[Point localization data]
%%

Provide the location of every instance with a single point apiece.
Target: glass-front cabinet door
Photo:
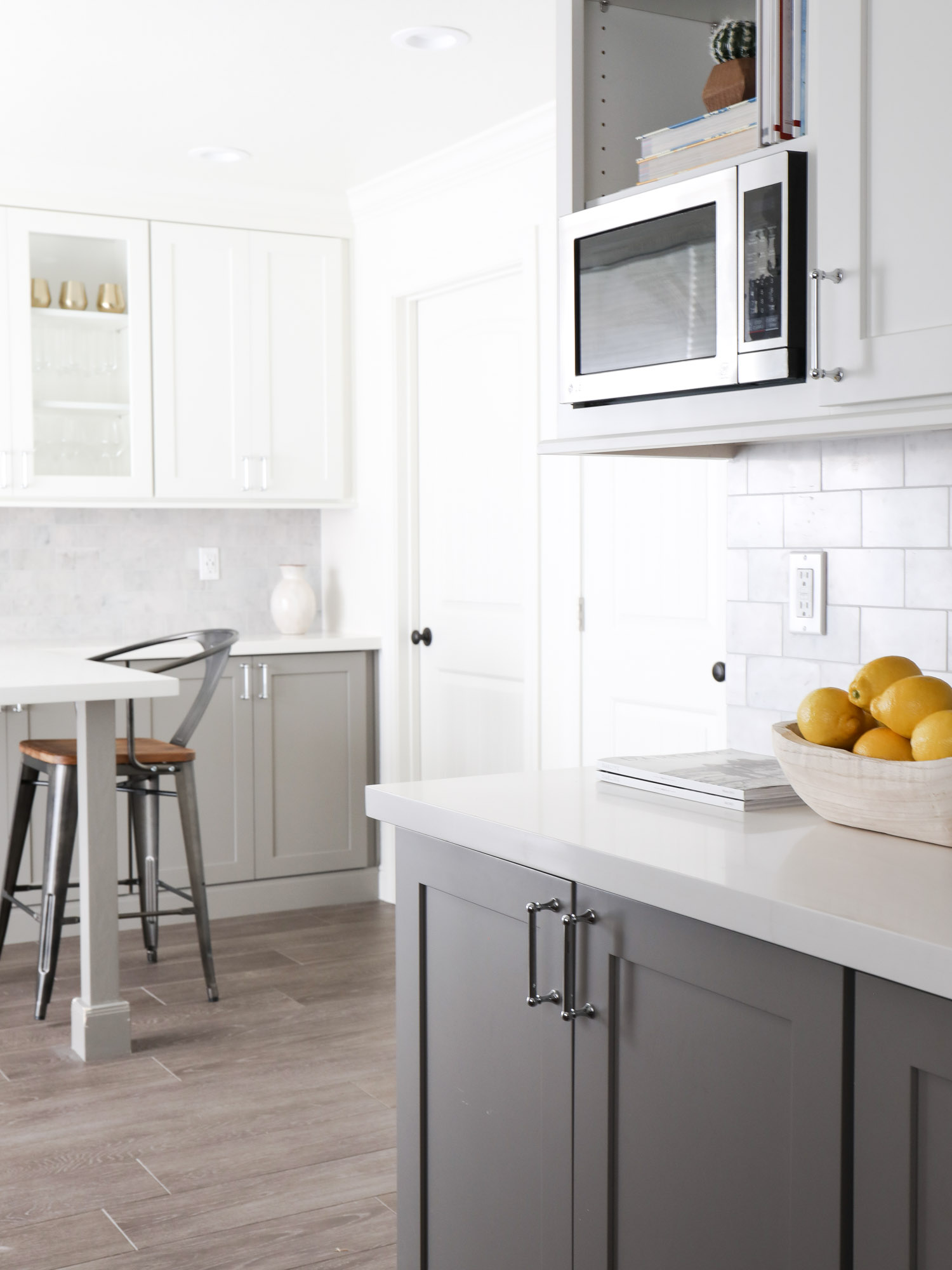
(81, 366)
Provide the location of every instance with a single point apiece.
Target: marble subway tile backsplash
(116, 576)
(880, 507)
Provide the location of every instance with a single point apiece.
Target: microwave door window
(762, 264)
(647, 293)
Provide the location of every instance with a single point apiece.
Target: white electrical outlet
(808, 592)
(209, 565)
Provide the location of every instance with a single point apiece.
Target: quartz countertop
(863, 900)
(252, 646)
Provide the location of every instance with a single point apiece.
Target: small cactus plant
(733, 40)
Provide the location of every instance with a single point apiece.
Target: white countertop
(31, 678)
(863, 900)
(261, 646)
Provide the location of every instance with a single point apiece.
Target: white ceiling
(314, 90)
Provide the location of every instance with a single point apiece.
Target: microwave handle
(817, 277)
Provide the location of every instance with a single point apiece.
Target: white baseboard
(242, 900)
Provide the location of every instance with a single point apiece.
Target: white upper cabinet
(884, 197)
(201, 361)
(249, 366)
(81, 420)
(298, 368)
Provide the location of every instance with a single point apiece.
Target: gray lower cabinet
(314, 754)
(284, 755)
(484, 1084)
(903, 1128)
(695, 1121)
(708, 1097)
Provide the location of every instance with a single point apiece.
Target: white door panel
(654, 586)
(477, 434)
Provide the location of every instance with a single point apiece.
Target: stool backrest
(215, 655)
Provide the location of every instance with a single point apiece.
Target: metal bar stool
(139, 763)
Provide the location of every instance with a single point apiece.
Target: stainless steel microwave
(690, 288)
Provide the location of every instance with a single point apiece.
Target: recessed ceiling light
(431, 40)
(219, 154)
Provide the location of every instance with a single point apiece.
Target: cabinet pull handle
(817, 277)
(534, 998)
(569, 923)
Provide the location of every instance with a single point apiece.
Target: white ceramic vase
(294, 603)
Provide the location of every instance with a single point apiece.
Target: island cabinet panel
(484, 1083)
(903, 1128)
(708, 1097)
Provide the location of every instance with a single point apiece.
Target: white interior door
(477, 435)
(298, 366)
(654, 558)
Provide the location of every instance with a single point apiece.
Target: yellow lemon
(932, 739)
(884, 744)
(828, 718)
(908, 702)
(875, 678)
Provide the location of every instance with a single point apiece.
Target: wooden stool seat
(158, 754)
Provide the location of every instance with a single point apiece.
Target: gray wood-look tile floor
(257, 1133)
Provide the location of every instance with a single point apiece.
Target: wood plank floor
(257, 1133)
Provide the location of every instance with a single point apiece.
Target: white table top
(31, 678)
(863, 900)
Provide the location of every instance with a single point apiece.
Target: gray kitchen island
(738, 1053)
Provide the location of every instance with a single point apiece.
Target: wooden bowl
(908, 799)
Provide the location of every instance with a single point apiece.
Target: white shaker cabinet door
(201, 363)
(298, 368)
(884, 194)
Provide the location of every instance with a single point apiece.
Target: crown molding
(519, 139)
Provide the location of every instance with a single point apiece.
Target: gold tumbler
(73, 295)
(111, 299)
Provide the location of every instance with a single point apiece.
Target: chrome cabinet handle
(569, 924)
(534, 998)
(817, 373)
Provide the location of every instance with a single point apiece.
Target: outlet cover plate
(808, 592)
(209, 565)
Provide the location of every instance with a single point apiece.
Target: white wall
(880, 509)
(459, 214)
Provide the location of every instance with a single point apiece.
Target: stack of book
(781, 69)
(706, 139)
(722, 778)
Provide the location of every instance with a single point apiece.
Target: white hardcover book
(733, 775)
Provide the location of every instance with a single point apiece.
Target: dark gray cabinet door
(708, 1098)
(903, 1211)
(314, 740)
(484, 1083)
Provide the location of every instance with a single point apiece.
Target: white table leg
(101, 1018)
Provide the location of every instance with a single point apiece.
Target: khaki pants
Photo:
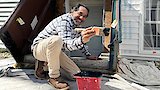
(49, 50)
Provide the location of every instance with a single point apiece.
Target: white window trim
(141, 35)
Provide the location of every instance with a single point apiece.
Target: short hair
(76, 8)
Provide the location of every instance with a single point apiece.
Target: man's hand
(87, 34)
(93, 57)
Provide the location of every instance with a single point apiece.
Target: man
(58, 36)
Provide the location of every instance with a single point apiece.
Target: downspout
(114, 41)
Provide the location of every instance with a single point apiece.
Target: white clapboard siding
(130, 27)
(6, 8)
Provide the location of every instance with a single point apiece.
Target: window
(151, 26)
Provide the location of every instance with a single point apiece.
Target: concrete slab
(24, 79)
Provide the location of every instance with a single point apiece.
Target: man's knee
(56, 40)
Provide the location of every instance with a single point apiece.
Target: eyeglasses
(81, 14)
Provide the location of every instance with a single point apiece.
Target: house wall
(132, 28)
(6, 8)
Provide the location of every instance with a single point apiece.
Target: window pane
(152, 25)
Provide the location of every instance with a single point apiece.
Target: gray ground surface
(24, 79)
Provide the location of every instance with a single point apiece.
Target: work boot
(58, 84)
(39, 71)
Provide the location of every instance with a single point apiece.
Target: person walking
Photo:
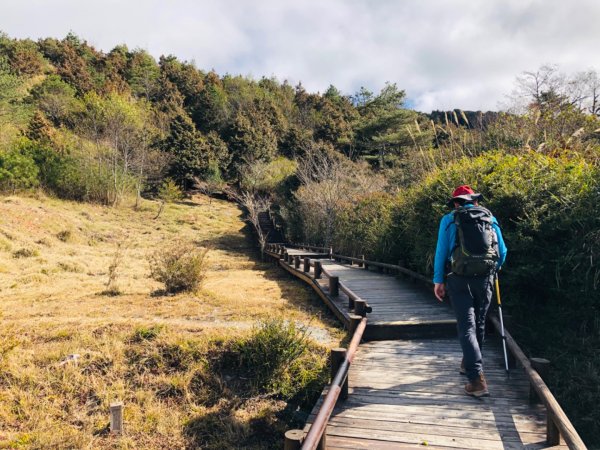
(470, 250)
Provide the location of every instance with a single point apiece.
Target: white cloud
(445, 54)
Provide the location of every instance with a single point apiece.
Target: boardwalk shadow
(430, 406)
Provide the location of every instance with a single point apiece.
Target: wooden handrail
(317, 429)
(401, 269)
(346, 290)
(554, 411)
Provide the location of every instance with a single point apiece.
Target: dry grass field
(68, 348)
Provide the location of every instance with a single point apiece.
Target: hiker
(470, 245)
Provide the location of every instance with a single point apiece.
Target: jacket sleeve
(441, 251)
(502, 250)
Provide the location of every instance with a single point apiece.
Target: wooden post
(323, 442)
(334, 286)
(293, 439)
(318, 270)
(542, 366)
(354, 321)
(360, 308)
(116, 418)
(337, 356)
(552, 433)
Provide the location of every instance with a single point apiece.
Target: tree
(254, 205)
(382, 125)
(25, 58)
(121, 129)
(142, 74)
(185, 146)
(55, 98)
(251, 137)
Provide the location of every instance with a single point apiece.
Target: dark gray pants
(471, 298)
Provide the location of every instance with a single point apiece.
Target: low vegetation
(180, 266)
(84, 325)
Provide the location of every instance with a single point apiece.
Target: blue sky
(444, 53)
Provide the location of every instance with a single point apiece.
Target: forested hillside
(359, 172)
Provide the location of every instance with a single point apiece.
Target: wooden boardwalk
(405, 391)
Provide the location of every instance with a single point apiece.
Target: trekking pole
(501, 324)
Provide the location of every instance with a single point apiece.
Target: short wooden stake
(293, 439)
(552, 432)
(337, 357)
(360, 308)
(334, 286)
(354, 321)
(318, 270)
(541, 366)
(116, 418)
(323, 442)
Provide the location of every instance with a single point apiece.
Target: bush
(180, 266)
(364, 227)
(17, 170)
(271, 348)
(169, 192)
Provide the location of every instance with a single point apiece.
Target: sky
(444, 53)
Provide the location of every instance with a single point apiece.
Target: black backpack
(476, 248)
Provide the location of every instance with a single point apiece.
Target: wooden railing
(558, 424)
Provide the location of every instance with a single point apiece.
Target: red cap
(464, 192)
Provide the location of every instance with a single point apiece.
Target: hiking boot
(477, 387)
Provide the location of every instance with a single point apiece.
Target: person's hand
(440, 291)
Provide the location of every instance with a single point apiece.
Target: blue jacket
(446, 242)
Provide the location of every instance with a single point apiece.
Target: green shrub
(169, 192)
(65, 235)
(26, 253)
(146, 333)
(364, 227)
(180, 266)
(17, 170)
(278, 357)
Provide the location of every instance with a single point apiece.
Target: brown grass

%%

> **Task to complete**:
Set down all entries above again, exactly, without images.

> **Output of the exercise**:
Provide the location of every instance with a single point apiece.
Target: glass-front cabinet door
Photo:
(81, 366)
Provide the location of every instance with a single point apiece.
Target: marble subway tile backsplash
(116, 576)
(880, 507)
Provide the location of every instance with a single point apiece.
Target: microwave door window
(762, 264)
(647, 293)
Provide the location of every instance with a single point apiece.
Target: white electrical outlet
(808, 592)
(209, 565)
Provide the location of every instance with a single point apiece.
Target: quartz countertop
(863, 900)
(252, 646)
Provide the location of every instance with a single point apiece.
Target: small cactus plant
(733, 40)
Provide the location of every instance with a single point apiece.
Target: white countertop
(31, 678)
(863, 900)
(261, 646)
Provide the location of every instance with a single point apiece.
Target: white ceiling
(314, 90)
Provide the location of every instance with a single point apiece.
Target: microwave handle
(817, 277)
Provide the location of every instance with a single point apiece.
Target: white baseboard
(242, 900)
Provide the location of every instance with a single point apiece.
Target: white upper cabinet
(884, 197)
(201, 361)
(249, 366)
(81, 420)
(298, 368)
Provide the location of every instance with a single point apiece.
Target: gray lower cabinet
(314, 754)
(284, 755)
(484, 1084)
(903, 1128)
(695, 1121)
(708, 1097)
Provide the location of every instance with a single point apiece.
Target: white door panel
(654, 586)
(477, 434)
Provide the location of every instance with a single point apiece.
Target: stool backrest
(215, 655)
Provide the location of every instance with a single point apiece.
Target: metal bar stool
(139, 763)
Provide the location of every instance with a single point apiece.
Target: stainless steel microwave
(690, 288)
Provide the location of every instance with a single point apiece.
Target: recessed ceiling light
(431, 40)
(219, 154)
Provide the location of every instance with a single point apiece.
Target: cabinet pull handle
(817, 277)
(534, 998)
(569, 923)
Provide the location of every instance with a single point apiece.
Target: white ceramic vase
(294, 603)
Provide the location of every instance with a single point apiece.
Target: island cabinet panel
(484, 1083)
(903, 1128)
(708, 1097)
Provide the location of every instance with a single point apiece.
Target: white interior door
(477, 435)
(298, 366)
(654, 558)
Provide the location of every instance with a single point apiece.
Target: yellow lemon
(932, 739)
(884, 744)
(828, 718)
(908, 702)
(875, 678)
Provide the location of every instance with a single point apiece.
Target: wooden stool seat
(158, 754)
Provide the location of every instance with a single point apiece.
Target: gray wood-look tile floor
(257, 1133)
Provide the location of every instance with a single point apiece.
Target: wood plank floor
(257, 1133)
Provide the location of every instance with a single point apiece.
Target: white table top
(31, 678)
(863, 900)
Provide the location of every instance with a single point apiece.
Target: gray kitchen island
(738, 1053)
Provide the location of every instance with a single point apiece.
Target: wooden bowl
(908, 799)
Provide the location of every instance with a single point apiece.
Target: white shaker cabinet door
(201, 363)
(298, 368)
(884, 194)
Provide the location of every instance with a single point apiece.
Target: crown molding
(519, 139)
Provide the location of every instance with a single point apiece.
Target: gold tumbler
(73, 295)
(111, 299)
Provide the location of every instance with a single point apiece.
Target: chrome cabinet handle
(569, 924)
(534, 998)
(817, 373)
Provide the location of every instance with a single point apiece.
Target: outlet cover plate
(808, 592)
(209, 565)
Provide the location of every instance with a single point apiece.
Target: white wall
(880, 509)
(459, 214)
Provide the location of every instance with a single point apiece.
Target: stack of book
(781, 69)
(706, 139)
(722, 778)
Provide the location of every instance with a single point apiece.
Target: white hardcover book
(733, 775)
Provide the location of every instance with a single point apiece.
Target: dark gray cabinet door
(708, 1098)
(903, 1211)
(314, 740)
(484, 1083)
Provide the location of every instance with a single point apiece.
Target: white table leg
(101, 1018)
Provide the location of every instance with a single point apiece.
Target: khaki pants
Photo:
(49, 50)
Provide the location of every instance with a single point apiece.
Target: white window trim
(141, 35)
Provide the location of every instance with a single point apiece.
Target: short hair
(76, 8)
Provide the location of every instance with a single point apiece.
Target: man's hand
(87, 34)
(93, 57)
Provide the location of every instance with a single point apiece.
Target: man
(58, 36)
Provide the location of every instance with a single point apiece.
Target: downspout
(114, 41)
Provide the location of every instance with a single point apiece.
Target: white clapboard siding
(130, 27)
(6, 8)
Provide the location of every instance with a single point apiece.
Target: window
(151, 26)
Provide the location of every instance with a single point apiece.
Target: concrete slab
(24, 79)
Provide the location of every instance with a single point apiece.
Target: man's knee
(56, 40)
Provide the location of every instance with a single point apiece.
Target: eyeglasses
(81, 14)
Provide the location of every instance with a single point apiece.
Target: house wall
(132, 28)
(6, 8)
Provide the location of every instance with a single point apiece.
Target: window pane
(152, 25)
Provide the location of every instance with a single point apiece.
Target: gray ground surface
(24, 79)
Provide the location of every instance with a single point apiece.
Target: work boot
(58, 84)
(39, 71)
Provide the location of every instance with a single point apiece.
Target: person walking
Photo:
(470, 250)
Provide the location of every instance with a single point apiece.
Target: white cloud
(445, 54)
Provide the location of every instance with a single point apiece.
Target: boardwalk shadow
(430, 406)
Provide the location of every instance with a single point apiece.
Target: wooden handrail
(317, 429)
(401, 269)
(346, 290)
(554, 411)
Provide the location of every instance with a single point apiece.
Target: dry grass field
(68, 348)
Provide the location of every instance with a single point apiece.
Target: hiker
(470, 245)
Provide the location of every instance with a single point apiece.
Target: jacket sleeve
(441, 251)
(502, 250)
Provide the location of every instance with a single point apiece.
Target: wooden post
(323, 442)
(334, 286)
(293, 439)
(318, 270)
(542, 366)
(354, 321)
(360, 308)
(116, 418)
(337, 356)
(552, 433)
Provide the location of every instance with a single point apiece.
Target: tree
(254, 205)
(382, 125)
(25, 58)
(121, 129)
(142, 74)
(185, 146)
(55, 98)
(251, 137)
Provide the location of every instance with a single point apiece.
Target: dark gray pants
(471, 298)
Provide the location of every instance with a single point apiece.
Target: low vegetation
(180, 266)
(84, 325)
Provide the location of every instance with a single point apiece.
Target: blue sky
(444, 53)
Provide the location of every instance with a single point apiece.
Target: forested hillside
(359, 172)
Provide the location of every instance with a single point apiece.
Target: wooden boardwalk
(405, 391)
Provide the location of every instance with a single point apiece.
Target: trekking pole
(501, 324)
Provide the location of every instance with a single point apiece.
Target: short wooden stake
(293, 439)
(552, 432)
(337, 357)
(360, 308)
(334, 286)
(354, 321)
(318, 270)
(541, 366)
(116, 418)
(323, 442)
Provide the location of every instance with a single point apiece.
Target: bush
(180, 266)
(364, 227)
(17, 170)
(271, 348)
(169, 192)
Provide the location of every instance with a single point apiece.
Target: sky
(444, 53)
Provide the location of every instance with a single point apiece.
Target: black backpack
(476, 248)
Provide the location of every instance with a single point apiece.
Target: wooden railing
(558, 424)
Provide the location of every instance with a single point apiece.
Target: red cap
(464, 192)
Provide the location of every instance with a single point apiece.
Target: hiking boot
(477, 387)
Provide the location of every instance with a single point apiece.
Target: person's hand
(440, 291)
Provide the location of every instance with a single point apiece.
Target: blue jacket
(446, 242)
Provide the location of every instance with a single point apiece.
Target: green shrub
(169, 192)
(65, 235)
(26, 253)
(146, 333)
(364, 227)
(180, 266)
(17, 170)
(278, 357)
Provide the location of every instance with a single point apiece.
Target: brown grass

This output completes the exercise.